Lay out the listing below as a Markdown table with two columns, Row and Line. Give each non-blank line of the listing its own row, numbered in order.

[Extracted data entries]

# # # #

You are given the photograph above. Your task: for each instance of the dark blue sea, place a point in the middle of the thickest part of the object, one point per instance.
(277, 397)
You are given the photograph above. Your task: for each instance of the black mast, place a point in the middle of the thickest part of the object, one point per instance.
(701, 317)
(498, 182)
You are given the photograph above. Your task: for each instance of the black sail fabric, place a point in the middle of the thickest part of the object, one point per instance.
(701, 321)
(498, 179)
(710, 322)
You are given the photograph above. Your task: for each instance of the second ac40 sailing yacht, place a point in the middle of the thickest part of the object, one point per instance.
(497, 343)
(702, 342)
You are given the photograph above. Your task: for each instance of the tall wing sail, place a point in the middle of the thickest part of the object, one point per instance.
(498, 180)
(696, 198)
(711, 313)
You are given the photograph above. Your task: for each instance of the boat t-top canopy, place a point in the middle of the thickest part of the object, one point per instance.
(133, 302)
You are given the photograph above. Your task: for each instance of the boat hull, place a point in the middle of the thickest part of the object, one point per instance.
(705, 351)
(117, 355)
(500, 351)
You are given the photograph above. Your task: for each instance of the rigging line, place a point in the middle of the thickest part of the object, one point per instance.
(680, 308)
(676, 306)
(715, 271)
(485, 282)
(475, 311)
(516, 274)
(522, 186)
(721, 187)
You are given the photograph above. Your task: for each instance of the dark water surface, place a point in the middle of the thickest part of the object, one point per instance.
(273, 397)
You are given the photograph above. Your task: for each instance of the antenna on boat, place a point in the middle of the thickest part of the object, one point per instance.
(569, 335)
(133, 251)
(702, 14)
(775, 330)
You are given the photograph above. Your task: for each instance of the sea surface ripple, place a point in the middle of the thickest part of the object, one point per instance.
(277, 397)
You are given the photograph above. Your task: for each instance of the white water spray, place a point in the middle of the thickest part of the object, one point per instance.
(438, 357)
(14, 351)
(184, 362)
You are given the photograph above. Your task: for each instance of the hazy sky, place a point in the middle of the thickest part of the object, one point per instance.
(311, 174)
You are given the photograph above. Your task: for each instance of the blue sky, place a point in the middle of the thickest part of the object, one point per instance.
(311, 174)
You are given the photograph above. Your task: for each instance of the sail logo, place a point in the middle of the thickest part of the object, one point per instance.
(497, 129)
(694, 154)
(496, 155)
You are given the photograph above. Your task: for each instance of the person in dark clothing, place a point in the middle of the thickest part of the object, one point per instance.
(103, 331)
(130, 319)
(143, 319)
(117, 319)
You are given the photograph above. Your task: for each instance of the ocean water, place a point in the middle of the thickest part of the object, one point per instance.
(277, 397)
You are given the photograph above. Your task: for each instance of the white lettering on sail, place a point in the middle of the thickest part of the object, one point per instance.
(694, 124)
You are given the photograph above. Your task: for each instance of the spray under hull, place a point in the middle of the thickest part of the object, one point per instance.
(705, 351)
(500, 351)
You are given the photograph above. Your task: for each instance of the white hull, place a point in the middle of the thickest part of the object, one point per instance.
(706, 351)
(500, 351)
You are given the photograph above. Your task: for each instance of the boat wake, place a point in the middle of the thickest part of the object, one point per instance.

# # # #

• Solved problem:
| Row | Line |
|---|---|
| 1 | You are given the photograph above. Your task: for each instance of the dark blue sea, place a point in the middle of the thickest part of the object, one point per instance. |
| 2 | (277, 397) |
| 3 | You are given the photograph above. Your task: for each instance of the black mast, place a point in the middle of the thickest part of the object, one point per instance. |
| 4 | (701, 317) |
| 5 | (498, 182) |
| 6 | You are given the photograph above. Your task: for each instance of the black sail fabric, place a point in the middle of the thickest part of the object, one point per instance. |
| 7 | (701, 321) |
| 8 | (498, 179) |
| 9 | (710, 322) |
| 10 | You are given the photograph above. Your task: for each instance of the second ac40 sailing yacht, place a point in the middle of the thickest part of the object, one point per instance. |
| 11 | (497, 343) |
| 12 | (702, 342) |
| 13 | You are given the photograph above. Your task: for each instance of the tall wing sail, place a point in the middle of the thickest part of the object, one point per instance. |
| 14 | (498, 180) |
| 15 | (696, 198) |
| 16 | (711, 313) |
| 17 | You are given the photograph above. Your task: for each instance of the boat t-top canopy, place a point in the middle of the thickest part of the object, one point per instance. |
| 18 | (133, 302) |
| 19 | You are given the photograph above. Your task: for each instance of the boat hull, place a point in the middle of the thickest part of the object, one point per instance. |
| 20 | (705, 351) |
| 21 | (117, 355) |
| 22 | (500, 351) |
| 23 | You are given the photograph above. Your task: for each instance of the rigging line, place a point in the middle of the thickest part of the object, one point per instance. |
| 24 | (680, 308) |
| 25 | (676, 306) |
| 26 | (715, 271) |
| 27 | (485, 282) |
| 28 | (475, 311) |
| 29 | (516, 274) |
| 30 | (522, 186) |
| 31 | (721, 187) |
| 32 | You are given the photograph above. Your task: for each instance of the dark water surface, place a point in the middle of the thickest part of the object, one point per instance. |
| 33 | (273, 397) |
| 34 | You are given the photograph above. Your task: for each instance of the antenna on boat, place a point in the middle of the thickest part of the object, one point per instance. |
| 35 | (569, 335) |
| 36 | (133, 251) |
| 37 | (702, 14) |
| 38 | (775, 330) |
| 39 | You are given the photograph above. Your task: for each instance of the sea surface ripple, place a point in the middle of the thickest part of the object, one point per instance. |
| 40 | (277, 397) |
| 41 | You are given the photograph above. Your task: for each instance of the white water spray, place a point in the middle of the thickest part of the object, one point per instance. |
| 42 | (438, 357) |
| 43 | (14, 351) |
| 44 | (184, 362) |
| 45 | You are given the photograph above. Your task: for each instance of the hazy sky, place a point in the middle of the thickest part of the object, one point per instance. |
| 46 | (311, 174) |
| 47 | You are given the photograph above. Your task: for each instance of the blue sky, place a point in the middle of the thickest part of the object, one point per instance. |
| 48 | (311, 174) |
| 49 | You are given the photograph above. Your task: for each instance of the sail logo, place a point in the middle of the thickest part of the object, one point per instance. |
| 50 | (497, 129) |
| 51 | (694, 154) |
| 52 | (496, 155) |
| 53 | You are given the photograph above. Your task: for each instance of the person in dark clothing, place a point in the middle of the thickest part of the object, one point per instance. |
| 54 | (103, 331) |
| 55 | (130, 319) |
| 56 | (143, 319) |
| 57 | (117, 319) |
| 58 | You are given the photograph above. Your task: for each instance of the ocean water, place a point in the middle of the thickest part of the object, one point per instance. |
| 59 | (277, 397) |
| 60 | You are given the photograph above. Your task: for each instance of the white lettering on sail, place a point in the middle of the thickest part of the object, one point per instance. |
| 61 | (694, 124) |
| 62 | You are given the photograph above. Your task: for each instance of the spray under hull, place a point in the middle of the thickest part of the object, one point per instance. |
| 63 | (705, 351) |
| 64 | (500, 351) |
| 65 | You are given the photograph above. Your task: for each instance of the white hull, place a point in the middle of the thickest part of the object, one point per instance. |
| 66 | (706, 351) |
| 67 | (500, 351) |
| 68 | You are given the photograph above. Your task: for each instance of the boat wake, place a point in the middle of the thickest part of the object, one point per instance. |